**Brief:** Read the data below line by line and copy each one with "positive" in it.

**Stored dataset items:**
------------------------------------

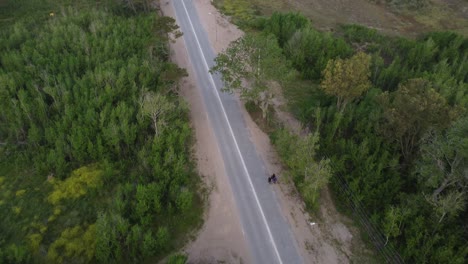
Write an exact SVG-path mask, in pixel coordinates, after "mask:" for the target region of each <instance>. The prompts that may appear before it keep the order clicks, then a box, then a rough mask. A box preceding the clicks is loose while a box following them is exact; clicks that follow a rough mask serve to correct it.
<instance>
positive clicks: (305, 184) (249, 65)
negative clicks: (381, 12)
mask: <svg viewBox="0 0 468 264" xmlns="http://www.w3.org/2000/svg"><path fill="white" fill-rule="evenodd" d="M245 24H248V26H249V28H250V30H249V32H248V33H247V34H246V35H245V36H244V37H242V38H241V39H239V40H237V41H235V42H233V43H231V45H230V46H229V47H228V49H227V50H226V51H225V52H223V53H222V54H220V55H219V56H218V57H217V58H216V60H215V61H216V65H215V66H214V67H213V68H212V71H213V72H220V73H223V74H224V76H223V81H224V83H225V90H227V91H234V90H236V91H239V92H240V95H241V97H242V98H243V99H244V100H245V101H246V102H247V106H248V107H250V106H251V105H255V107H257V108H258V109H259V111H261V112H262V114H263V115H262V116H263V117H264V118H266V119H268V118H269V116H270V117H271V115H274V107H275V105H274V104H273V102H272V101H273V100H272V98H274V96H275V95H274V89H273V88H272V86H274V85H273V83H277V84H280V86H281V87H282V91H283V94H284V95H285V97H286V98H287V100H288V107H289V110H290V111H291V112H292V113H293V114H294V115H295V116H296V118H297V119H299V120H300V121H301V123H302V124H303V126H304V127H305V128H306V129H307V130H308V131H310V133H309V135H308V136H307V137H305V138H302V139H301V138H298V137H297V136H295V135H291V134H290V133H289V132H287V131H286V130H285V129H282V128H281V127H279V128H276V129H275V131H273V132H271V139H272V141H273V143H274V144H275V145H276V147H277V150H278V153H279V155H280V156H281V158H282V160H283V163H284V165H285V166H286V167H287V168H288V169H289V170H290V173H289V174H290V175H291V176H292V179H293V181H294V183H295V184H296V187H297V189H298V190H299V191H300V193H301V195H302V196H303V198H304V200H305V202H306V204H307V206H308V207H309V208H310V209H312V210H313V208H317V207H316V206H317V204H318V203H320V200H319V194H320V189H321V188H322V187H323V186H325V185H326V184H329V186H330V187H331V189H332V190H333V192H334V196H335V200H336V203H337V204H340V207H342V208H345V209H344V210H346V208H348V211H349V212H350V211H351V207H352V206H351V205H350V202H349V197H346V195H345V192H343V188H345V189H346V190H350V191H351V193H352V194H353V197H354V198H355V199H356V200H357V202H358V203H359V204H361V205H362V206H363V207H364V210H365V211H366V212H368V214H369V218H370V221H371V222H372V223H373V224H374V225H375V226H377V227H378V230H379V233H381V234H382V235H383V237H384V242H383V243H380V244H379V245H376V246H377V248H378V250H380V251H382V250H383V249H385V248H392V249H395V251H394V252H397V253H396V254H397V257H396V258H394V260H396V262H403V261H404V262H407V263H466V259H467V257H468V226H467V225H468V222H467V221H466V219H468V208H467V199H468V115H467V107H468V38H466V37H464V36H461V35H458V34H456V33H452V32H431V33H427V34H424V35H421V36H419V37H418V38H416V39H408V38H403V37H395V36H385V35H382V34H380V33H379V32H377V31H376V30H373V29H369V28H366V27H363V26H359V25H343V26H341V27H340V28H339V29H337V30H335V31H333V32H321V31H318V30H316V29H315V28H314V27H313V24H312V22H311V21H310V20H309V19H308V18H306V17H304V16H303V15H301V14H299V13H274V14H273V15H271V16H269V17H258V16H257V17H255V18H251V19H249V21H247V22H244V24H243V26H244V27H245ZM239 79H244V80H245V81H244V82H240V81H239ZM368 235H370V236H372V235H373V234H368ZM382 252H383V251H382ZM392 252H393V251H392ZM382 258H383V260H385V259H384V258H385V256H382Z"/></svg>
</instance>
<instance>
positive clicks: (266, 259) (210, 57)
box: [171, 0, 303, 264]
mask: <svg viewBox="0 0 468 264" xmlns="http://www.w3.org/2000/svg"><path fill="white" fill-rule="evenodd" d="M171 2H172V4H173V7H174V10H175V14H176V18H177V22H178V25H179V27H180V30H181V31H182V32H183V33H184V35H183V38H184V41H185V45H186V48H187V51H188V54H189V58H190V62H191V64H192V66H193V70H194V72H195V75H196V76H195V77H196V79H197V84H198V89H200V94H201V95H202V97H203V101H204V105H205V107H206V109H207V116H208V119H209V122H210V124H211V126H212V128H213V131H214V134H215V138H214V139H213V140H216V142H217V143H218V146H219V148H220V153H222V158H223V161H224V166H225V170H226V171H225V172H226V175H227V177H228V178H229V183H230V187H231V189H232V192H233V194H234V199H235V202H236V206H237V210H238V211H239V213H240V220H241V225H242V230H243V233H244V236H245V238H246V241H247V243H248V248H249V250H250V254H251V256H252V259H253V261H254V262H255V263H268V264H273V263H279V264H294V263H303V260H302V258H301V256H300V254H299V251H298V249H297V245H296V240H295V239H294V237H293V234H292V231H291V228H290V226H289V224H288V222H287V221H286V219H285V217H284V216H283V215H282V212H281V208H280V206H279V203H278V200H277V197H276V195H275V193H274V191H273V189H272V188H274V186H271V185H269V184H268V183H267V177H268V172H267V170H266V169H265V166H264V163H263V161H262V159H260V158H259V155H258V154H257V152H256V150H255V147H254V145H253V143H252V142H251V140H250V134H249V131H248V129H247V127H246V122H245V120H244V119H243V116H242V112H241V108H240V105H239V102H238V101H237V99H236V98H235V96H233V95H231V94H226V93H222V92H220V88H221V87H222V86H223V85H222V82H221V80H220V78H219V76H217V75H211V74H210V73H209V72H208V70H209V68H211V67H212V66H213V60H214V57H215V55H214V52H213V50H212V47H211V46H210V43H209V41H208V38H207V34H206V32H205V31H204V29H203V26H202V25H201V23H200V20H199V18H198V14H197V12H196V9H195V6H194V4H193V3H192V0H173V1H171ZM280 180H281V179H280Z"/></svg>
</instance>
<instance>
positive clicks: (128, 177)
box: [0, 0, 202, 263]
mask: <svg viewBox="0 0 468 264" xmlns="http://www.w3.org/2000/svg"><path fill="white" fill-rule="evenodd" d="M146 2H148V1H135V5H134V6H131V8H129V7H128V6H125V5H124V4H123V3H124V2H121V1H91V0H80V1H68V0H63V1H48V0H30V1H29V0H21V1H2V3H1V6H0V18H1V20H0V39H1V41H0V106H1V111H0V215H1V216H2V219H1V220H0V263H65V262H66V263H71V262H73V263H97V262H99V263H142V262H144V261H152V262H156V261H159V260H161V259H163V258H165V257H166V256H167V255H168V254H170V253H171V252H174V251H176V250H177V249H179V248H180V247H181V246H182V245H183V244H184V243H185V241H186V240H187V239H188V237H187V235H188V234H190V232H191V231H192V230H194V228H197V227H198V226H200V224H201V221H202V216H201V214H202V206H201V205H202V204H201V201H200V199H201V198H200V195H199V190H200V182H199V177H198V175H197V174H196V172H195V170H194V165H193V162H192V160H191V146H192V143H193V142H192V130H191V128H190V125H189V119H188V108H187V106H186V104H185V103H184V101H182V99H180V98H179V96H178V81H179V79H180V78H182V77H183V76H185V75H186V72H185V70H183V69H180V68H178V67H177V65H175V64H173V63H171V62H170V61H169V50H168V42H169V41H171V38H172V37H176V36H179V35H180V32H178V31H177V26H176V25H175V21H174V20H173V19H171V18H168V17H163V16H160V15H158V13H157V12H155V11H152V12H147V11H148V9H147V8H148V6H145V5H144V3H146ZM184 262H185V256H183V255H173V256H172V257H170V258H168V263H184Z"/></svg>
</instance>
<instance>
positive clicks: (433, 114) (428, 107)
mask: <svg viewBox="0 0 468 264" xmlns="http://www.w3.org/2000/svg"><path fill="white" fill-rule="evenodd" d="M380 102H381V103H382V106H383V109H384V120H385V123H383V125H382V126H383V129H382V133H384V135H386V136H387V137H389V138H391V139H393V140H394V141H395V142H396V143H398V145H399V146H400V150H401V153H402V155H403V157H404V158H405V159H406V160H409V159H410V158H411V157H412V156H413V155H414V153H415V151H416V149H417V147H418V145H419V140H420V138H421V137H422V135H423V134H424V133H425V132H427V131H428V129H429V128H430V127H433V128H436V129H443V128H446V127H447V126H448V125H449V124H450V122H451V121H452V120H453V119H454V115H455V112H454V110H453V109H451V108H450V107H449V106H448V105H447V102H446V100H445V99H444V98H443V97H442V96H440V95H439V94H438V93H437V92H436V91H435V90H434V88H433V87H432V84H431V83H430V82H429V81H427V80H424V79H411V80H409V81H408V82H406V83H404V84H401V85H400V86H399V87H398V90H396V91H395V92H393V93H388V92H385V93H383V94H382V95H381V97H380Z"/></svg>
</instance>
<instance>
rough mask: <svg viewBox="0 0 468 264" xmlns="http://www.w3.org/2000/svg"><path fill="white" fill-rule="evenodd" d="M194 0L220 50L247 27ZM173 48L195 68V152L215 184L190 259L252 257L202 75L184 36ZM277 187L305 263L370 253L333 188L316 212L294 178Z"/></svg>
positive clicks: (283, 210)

------------------------------------

**Your response:**
positive clicks: (305, 184) (249, 65)
positive clicks: (266, 259) (210, 57)
positive clicks: (128, 177)
positive clicks: (433, 114) (428, 107)
positive clicks: (283, 210)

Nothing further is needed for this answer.